Reproduce every line that appears below, precisely and completely.

######

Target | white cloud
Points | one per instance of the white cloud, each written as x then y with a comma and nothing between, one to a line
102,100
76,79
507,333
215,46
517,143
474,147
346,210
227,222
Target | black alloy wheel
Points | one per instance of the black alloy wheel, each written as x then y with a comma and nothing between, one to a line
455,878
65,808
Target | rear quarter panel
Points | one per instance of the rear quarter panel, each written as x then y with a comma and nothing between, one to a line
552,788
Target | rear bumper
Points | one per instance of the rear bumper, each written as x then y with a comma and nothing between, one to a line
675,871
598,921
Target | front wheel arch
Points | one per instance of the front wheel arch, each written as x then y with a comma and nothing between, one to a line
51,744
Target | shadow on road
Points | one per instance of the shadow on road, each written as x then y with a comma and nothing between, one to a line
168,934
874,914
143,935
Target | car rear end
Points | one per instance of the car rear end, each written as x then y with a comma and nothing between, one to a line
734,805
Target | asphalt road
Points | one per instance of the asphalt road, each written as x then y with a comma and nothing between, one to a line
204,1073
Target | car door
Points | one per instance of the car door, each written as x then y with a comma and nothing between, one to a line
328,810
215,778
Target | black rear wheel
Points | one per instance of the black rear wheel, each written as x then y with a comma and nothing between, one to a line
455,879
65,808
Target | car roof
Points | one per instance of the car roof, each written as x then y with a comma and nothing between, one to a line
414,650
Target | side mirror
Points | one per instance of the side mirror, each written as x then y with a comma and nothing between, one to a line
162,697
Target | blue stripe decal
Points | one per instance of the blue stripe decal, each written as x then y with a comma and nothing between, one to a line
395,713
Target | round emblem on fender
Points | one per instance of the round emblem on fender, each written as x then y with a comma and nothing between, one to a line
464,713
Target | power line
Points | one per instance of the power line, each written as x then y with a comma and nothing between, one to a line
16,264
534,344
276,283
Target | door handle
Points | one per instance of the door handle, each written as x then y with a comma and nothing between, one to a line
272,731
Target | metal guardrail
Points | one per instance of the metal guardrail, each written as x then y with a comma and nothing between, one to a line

######

Task answer |
Target | white cloud
Points | one per instance of the white cloud, each written as x then y with a comma and nothing between, one to a line
102,100
76,79
507,333
215,46
517,143
474,147
346,210
227,222
Target | black alloy wheel
Points | one per instance of the black alloy wheel, each written as x then y with a comma and nothing between, one to a line
455,878
65,808
Target | rear quarter panel
Points | one per instance of the rear quarter panel, each written as x then y with a comma and nothing between, one to a line
552,788
Target | rear bumper
Points | one per instance of the rear bumper, each written as x then y with a comma and nothing between, one to a line
675,871
598,921
Target | front wheel arch
Points | one per instance of the front wheel arch, each written as x then y with a comma and nothing between, one to a line
51,744
Target | shadow on road
Points | one per instance of the shadow on road, each written as x then y with a comma and nothing between, one to a line
168,934
874,914
143,935
Target | car rear end
Points | one per instance of the car rear end, each written as x then y with a comma and nothing between, one to a line
734,805
Target | asphalt road
Points | one per instance of the asphalt road, each written as x then y with a comma and nothing between, one to a line
204,1073
Target | car door
Points | one per instance of the car door, each written as x then y with a comma and nothing between, one to a line
328,810
215,778
Target | black rear wheel
Points | one per instance of the black rear wheel, each written as x then y with a comma and nothing between, one to a line
455,879
65,808
Target | car roof
Points | one per instance of the car roof, each written as x then y with a comma and nothing between, one to a line
414,650
Target | side mirror
Points | one per instance of the side mirror, each written as x then y with a comma and nothing between, one to a line
162,697
Target | blue stripe decal
Points | one per instance of the blue stripe decal, each written as x then y with a comma and nothing between, one to a line
395,713
Target | round emblem on fender
Points | one per instance of the round emblem on fender, each written as x then y with a comma and nothing between, one to a line
464,713
Target | power line
Points | one per instance of the power line, each written as x then y with a comma and nothing between, one to a line
16,264
534,344
276,283
Target | door handle
Points | one per instance of the door handle, each written as x then y with a comma and nothing between, one to a line
272,731
Target | metal guardrail
Points | one per instance of the metal guardrail, each written as x then y with a comma and nothing between, one to a line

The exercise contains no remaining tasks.